Short exercise — Repeat verbatim each line from the line with "Can you find the black metal" to the end of the entries. Pictures do not belong in the copy.

Task material —
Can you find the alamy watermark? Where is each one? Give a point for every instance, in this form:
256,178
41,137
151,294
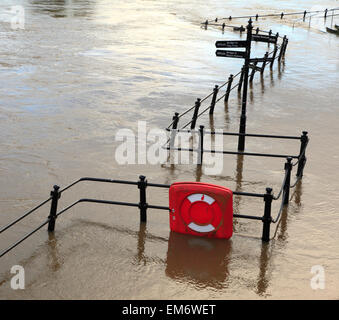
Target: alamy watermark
318,280
15,17
18,280
150,147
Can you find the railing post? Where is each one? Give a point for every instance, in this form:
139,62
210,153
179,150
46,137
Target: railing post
274,52
242,124
54,207
228,90
253,71
302,157
285,46
142,185
264,63
241,80
267,219
214,98
282,49
174,127
201,145
286,188
195,114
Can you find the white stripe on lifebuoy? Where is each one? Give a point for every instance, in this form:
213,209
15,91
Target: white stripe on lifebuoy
200,197
197,228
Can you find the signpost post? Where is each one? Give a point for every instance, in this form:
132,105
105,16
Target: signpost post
249,63
242,126
244,55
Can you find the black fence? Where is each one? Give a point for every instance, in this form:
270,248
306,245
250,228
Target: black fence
143,205
277,53
325,14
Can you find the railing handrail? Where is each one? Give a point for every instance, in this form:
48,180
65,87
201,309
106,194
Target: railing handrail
271,15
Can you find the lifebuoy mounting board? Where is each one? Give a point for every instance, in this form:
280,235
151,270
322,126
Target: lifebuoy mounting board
201,209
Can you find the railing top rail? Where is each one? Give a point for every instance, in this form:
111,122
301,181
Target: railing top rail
271,15
236,134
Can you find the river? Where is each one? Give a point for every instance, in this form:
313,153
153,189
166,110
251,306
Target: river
78,71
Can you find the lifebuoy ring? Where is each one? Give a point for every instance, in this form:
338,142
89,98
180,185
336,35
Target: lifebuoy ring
201,209
201,213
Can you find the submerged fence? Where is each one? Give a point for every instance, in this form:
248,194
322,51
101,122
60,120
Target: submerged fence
325,13
270,57
143,205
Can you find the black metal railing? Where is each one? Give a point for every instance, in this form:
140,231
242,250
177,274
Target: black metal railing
281,15
269,58
143,206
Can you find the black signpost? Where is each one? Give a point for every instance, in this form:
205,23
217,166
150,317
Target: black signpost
249,63
245,55
231,44
264,38
230,54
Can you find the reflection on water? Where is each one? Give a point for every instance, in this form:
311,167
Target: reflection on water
201,261
54,259
63,97
63,8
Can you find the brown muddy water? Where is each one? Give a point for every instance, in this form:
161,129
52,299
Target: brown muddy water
81,70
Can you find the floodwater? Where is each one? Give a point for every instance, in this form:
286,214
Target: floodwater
81,70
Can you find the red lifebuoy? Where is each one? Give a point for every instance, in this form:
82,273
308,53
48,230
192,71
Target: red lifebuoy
201,209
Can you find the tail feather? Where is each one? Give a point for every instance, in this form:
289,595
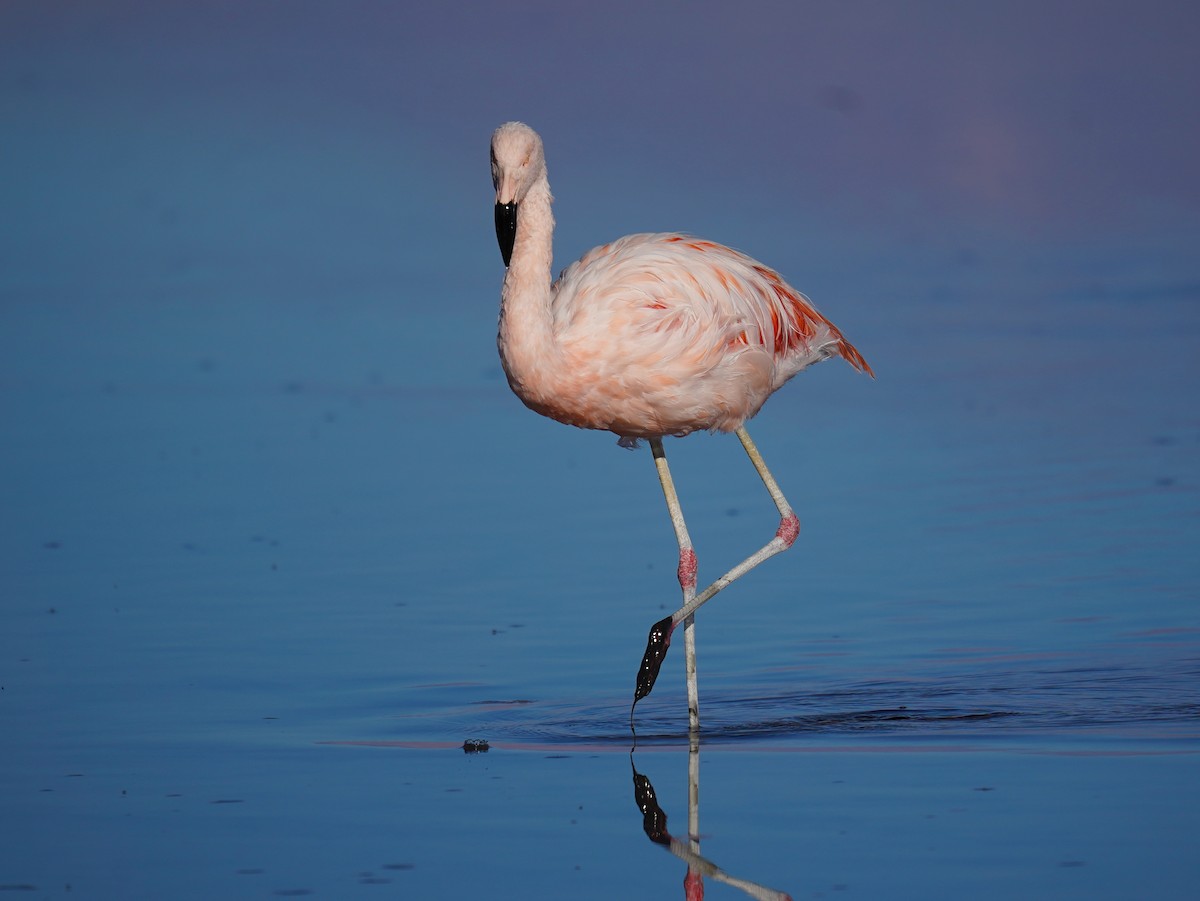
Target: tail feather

Final result —
Can you find the black metal railing? Where is each one? Give a point for every instance, in this form:
140,231
242,250
177,274
Target: black metal railing
281,15
269,58
143,206
Can you find the black signpost? Where is each one? Give a point for every instance, in this form:
205,23
217,166
150,317
Target: black signpost
249,63
245,55
231,44
264,38
230,54
Can you find the reflection on water? Where is each one? Give a point for every instance, in this form:
311,167
Target: reflection on water
201,261
54,259
63,97
63,8
Can you find the brown muddy water? Where is each one? Give a point for every instance, in this form:
161,129
52,299
Target: brown muddy water
81,70
Can you find the floodwater? Where is each one? Give a point for every instance, in this form:
286,214
Target: floodwater
81,70
Can you find the red lifebuoy? Where is each one? Give a point for every instance, in this form:
82,273
308,53
48,230
192,71
Target: red lifebuoy
201,209
Can you find the tail feather? Where is each one? Give a point for every instance, in this form:
289,595
Target: tail feather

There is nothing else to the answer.